> [WORK ITEM] Filter the listing below, keeping every line that holds "strap".

THE INPUT section start

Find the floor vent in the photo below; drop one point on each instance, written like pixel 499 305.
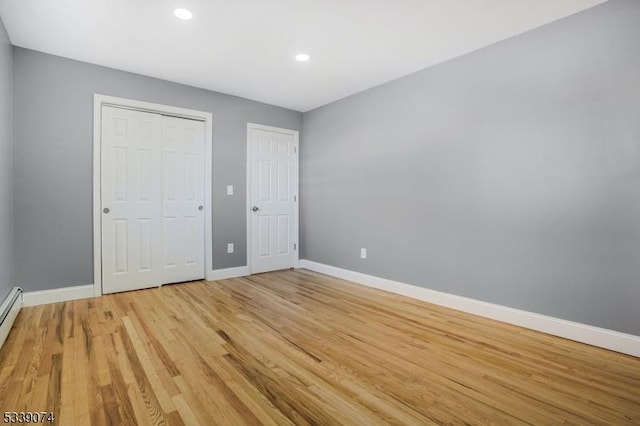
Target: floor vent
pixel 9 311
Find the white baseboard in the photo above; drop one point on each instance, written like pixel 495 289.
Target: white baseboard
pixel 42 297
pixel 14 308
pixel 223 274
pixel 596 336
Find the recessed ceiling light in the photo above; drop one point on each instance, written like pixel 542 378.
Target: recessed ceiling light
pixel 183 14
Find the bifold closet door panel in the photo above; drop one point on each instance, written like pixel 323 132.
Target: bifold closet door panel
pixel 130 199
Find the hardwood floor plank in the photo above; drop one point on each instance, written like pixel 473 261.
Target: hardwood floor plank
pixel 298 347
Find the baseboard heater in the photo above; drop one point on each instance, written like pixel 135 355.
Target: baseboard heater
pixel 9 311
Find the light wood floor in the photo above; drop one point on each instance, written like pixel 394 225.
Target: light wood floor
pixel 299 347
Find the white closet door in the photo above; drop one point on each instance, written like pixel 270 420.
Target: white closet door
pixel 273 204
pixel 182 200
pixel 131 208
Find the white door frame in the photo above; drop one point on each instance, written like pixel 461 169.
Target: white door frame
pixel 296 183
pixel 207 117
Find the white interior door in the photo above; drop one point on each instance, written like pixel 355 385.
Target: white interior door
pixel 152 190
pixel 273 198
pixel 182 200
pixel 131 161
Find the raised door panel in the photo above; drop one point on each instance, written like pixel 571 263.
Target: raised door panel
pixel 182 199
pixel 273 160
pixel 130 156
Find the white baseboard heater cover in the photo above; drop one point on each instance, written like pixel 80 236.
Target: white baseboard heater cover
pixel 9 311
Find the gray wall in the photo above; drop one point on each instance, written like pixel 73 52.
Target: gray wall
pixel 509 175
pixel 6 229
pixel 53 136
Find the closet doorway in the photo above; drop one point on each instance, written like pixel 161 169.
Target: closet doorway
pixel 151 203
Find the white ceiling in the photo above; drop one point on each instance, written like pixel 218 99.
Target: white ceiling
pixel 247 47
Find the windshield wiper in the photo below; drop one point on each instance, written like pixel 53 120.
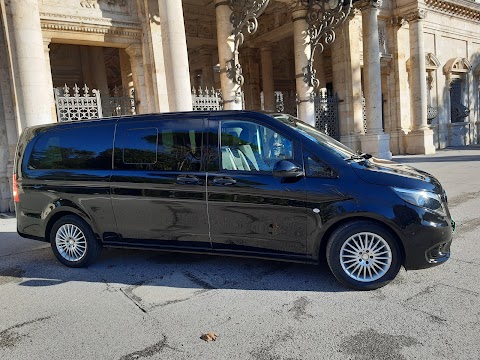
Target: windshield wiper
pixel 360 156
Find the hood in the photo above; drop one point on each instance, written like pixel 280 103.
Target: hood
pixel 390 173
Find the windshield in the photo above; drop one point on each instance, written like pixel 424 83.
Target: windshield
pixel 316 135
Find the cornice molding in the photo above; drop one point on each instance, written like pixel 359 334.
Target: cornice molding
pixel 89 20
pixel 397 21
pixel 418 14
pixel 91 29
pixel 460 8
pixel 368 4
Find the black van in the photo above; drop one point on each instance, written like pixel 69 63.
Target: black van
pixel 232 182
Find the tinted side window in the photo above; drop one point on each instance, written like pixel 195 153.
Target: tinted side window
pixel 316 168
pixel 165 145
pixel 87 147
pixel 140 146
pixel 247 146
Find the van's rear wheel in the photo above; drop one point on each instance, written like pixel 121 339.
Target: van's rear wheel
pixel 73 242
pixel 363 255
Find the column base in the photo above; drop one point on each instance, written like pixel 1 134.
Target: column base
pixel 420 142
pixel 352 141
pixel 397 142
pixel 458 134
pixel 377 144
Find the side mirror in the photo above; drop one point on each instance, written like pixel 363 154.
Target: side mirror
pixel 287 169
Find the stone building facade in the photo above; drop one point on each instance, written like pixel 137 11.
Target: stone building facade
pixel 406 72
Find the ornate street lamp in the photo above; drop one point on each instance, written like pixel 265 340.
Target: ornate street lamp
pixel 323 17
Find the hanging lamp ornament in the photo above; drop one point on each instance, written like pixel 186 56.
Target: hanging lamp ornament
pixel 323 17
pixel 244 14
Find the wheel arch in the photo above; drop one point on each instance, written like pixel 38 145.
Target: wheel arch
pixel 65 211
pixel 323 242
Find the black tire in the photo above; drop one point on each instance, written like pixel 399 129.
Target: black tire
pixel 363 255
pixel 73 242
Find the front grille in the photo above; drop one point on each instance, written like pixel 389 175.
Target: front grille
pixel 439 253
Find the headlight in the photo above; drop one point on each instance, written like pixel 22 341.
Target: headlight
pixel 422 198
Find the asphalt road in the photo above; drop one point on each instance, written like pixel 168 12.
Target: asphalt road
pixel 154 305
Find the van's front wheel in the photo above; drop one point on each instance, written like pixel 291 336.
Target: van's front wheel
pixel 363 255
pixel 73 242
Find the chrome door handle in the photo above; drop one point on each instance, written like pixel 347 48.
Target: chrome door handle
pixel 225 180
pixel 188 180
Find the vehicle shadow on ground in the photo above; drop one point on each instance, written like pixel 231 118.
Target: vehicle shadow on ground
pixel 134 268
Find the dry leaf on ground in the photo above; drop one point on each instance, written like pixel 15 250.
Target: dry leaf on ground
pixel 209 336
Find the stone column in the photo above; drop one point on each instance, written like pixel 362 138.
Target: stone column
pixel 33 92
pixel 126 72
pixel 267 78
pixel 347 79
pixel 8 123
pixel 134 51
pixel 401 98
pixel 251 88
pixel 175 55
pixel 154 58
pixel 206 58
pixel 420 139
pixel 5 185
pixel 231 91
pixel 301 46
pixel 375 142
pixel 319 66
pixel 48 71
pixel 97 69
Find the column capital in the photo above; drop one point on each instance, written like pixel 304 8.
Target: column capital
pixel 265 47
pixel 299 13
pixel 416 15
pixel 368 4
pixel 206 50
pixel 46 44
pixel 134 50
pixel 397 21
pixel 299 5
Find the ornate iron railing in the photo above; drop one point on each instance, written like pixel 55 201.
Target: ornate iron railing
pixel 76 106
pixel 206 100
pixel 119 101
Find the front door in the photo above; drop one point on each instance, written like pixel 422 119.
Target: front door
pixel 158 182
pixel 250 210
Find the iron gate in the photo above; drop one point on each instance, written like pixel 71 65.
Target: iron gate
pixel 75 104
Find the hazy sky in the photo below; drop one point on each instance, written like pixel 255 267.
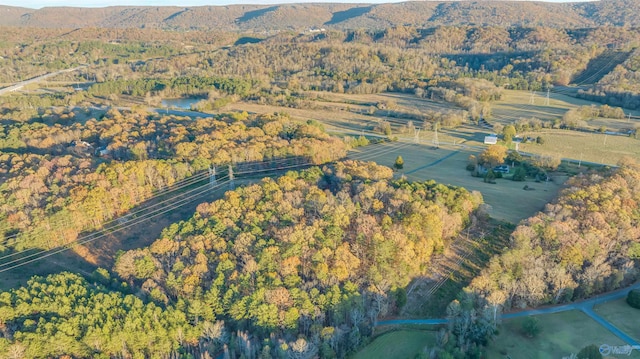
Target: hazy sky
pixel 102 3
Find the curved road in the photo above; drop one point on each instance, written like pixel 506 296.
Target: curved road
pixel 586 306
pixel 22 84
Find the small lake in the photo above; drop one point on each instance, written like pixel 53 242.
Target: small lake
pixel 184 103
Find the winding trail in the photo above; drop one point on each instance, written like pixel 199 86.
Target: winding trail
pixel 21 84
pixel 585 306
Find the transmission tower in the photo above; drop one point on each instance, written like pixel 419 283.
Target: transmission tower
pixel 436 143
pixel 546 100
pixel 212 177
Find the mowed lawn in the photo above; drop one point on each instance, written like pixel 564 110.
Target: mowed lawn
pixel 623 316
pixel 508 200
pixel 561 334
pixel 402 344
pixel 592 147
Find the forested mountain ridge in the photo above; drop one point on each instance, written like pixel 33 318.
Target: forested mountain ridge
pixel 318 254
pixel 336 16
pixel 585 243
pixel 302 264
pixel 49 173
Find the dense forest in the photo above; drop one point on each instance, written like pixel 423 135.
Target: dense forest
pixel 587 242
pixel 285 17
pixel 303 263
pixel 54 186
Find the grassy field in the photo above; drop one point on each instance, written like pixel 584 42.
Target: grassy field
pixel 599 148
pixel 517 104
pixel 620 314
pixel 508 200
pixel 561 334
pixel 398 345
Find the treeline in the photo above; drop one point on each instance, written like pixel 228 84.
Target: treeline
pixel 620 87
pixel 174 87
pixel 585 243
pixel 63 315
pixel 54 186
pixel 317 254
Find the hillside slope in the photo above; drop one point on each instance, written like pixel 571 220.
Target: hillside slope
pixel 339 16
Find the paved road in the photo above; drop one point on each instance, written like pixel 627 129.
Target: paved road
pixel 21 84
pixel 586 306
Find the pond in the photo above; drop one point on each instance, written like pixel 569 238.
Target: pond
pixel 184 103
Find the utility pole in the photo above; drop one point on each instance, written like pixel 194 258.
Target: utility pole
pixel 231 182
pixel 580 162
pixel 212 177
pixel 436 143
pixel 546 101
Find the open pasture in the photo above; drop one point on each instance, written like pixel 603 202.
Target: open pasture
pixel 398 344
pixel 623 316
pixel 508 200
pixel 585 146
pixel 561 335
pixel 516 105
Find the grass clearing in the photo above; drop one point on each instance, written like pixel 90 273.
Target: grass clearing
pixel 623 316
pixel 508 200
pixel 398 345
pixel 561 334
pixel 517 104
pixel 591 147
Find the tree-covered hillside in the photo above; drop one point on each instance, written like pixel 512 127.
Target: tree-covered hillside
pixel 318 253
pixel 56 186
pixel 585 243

THE INPUT section end
THE INPUT section start

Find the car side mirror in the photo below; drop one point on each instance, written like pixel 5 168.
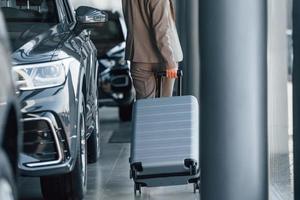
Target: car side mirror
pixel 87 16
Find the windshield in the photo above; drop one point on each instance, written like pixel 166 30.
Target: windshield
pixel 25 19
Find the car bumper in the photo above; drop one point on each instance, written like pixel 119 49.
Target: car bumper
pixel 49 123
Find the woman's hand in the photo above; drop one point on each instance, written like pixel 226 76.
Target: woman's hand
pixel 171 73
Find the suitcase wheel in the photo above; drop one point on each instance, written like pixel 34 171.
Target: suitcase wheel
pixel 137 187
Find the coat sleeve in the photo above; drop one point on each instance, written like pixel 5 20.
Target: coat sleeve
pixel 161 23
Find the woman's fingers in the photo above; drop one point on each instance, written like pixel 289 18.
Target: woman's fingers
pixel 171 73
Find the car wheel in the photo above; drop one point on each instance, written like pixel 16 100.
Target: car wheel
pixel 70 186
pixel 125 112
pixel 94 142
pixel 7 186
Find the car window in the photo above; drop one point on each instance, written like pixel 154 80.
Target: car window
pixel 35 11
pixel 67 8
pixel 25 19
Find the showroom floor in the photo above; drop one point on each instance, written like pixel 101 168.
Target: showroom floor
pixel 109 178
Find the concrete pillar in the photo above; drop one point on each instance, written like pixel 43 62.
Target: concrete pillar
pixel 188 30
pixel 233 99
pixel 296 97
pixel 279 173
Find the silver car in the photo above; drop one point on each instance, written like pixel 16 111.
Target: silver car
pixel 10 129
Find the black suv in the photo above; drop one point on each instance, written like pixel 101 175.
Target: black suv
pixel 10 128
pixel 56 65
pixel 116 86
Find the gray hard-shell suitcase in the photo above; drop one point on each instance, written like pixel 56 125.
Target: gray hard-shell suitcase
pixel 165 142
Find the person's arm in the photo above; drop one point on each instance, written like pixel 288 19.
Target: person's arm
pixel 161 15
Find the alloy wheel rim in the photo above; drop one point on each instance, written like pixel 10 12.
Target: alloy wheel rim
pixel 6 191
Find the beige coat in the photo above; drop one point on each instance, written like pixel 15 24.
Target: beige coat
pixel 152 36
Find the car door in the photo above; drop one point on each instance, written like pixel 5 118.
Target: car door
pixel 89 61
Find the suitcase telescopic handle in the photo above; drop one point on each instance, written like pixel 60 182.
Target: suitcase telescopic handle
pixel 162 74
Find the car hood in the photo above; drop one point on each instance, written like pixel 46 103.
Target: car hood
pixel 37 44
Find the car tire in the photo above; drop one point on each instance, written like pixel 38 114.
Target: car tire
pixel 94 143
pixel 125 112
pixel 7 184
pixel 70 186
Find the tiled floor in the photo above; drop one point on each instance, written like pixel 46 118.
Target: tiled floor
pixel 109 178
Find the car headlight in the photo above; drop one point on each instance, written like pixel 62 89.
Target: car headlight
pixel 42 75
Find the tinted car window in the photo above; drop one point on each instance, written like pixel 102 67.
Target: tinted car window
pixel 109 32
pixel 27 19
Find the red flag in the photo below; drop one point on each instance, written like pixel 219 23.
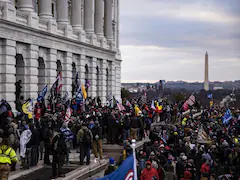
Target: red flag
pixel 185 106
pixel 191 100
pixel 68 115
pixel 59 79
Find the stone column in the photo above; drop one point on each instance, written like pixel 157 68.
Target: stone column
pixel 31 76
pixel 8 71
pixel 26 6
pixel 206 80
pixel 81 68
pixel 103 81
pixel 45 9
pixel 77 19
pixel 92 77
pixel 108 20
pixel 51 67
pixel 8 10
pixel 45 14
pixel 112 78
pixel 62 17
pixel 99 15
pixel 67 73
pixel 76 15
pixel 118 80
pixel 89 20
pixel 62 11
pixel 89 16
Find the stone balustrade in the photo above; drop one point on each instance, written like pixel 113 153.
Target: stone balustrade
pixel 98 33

THE INPUT section end
THE INPUT section start

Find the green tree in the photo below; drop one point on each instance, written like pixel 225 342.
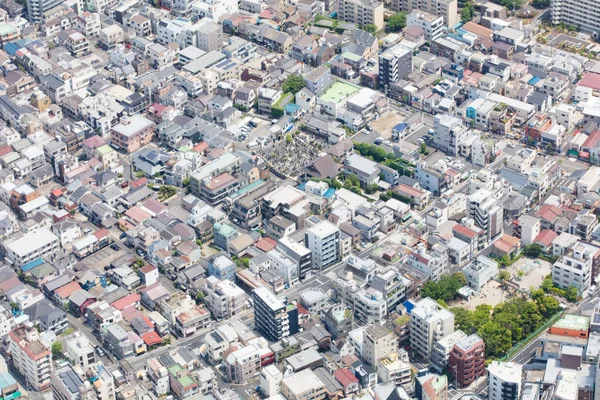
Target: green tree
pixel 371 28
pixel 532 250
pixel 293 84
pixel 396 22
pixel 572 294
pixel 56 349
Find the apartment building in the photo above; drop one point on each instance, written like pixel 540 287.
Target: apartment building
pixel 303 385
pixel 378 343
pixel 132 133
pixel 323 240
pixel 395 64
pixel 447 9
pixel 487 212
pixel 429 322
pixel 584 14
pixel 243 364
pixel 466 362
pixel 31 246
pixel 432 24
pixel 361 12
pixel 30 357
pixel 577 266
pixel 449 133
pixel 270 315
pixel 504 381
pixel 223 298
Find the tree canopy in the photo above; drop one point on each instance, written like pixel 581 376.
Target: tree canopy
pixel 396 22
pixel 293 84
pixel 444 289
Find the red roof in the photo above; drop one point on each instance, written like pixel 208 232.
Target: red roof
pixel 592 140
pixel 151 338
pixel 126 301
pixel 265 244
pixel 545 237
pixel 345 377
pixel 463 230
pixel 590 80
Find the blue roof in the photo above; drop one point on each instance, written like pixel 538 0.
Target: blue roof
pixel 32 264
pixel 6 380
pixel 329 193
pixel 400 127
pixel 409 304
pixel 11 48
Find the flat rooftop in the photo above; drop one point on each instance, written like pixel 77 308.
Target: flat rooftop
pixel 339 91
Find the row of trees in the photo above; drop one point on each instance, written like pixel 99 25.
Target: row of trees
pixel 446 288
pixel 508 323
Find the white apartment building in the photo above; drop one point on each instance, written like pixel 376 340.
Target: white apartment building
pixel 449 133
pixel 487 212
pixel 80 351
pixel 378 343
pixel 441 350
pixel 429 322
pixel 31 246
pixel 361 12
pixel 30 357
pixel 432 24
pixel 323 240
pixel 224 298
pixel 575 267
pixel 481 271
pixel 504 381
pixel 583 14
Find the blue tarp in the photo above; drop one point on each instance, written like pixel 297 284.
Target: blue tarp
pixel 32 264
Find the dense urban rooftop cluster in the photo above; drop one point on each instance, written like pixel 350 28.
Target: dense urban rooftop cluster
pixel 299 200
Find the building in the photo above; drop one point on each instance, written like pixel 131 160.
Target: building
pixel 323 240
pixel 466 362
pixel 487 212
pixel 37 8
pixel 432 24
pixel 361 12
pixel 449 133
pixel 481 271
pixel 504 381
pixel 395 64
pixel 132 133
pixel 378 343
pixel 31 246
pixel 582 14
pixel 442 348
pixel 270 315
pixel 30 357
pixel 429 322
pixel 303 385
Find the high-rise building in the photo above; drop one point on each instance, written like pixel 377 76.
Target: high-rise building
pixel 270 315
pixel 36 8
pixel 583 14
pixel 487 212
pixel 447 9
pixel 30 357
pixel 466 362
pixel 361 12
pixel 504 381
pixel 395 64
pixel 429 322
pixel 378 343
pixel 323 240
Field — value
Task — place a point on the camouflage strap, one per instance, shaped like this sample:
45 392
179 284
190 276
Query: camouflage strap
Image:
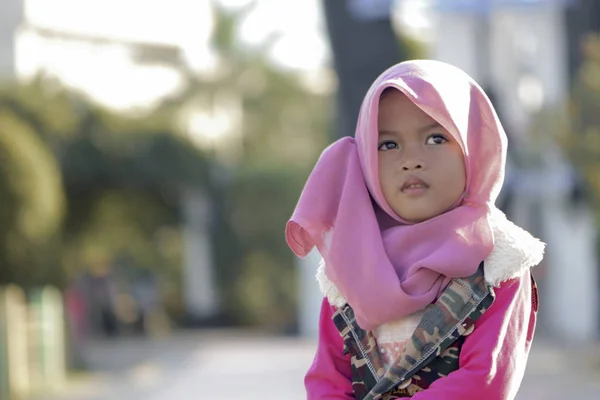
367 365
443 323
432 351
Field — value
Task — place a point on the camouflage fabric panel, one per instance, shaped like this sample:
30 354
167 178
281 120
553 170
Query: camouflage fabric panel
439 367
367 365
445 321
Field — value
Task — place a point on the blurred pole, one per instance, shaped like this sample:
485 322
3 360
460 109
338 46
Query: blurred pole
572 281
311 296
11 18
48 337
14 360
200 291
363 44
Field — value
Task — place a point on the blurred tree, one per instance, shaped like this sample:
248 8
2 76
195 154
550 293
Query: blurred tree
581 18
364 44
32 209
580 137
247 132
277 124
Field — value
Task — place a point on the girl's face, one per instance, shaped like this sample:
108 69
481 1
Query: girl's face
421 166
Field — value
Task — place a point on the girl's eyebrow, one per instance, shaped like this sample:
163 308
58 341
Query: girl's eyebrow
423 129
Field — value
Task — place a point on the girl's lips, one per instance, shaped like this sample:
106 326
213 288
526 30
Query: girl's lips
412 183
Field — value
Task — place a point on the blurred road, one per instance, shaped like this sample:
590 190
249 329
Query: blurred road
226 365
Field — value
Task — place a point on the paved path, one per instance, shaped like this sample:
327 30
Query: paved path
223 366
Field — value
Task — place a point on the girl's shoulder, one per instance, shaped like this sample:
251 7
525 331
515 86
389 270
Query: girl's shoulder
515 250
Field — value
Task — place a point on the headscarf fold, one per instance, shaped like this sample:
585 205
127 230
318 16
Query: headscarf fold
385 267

THE INPUT section end

> [OUTPUT FOR THIS TASK]
Task — place a point on the camouflage strap, one per instance, shaped like this sample:
Query: camouflage strap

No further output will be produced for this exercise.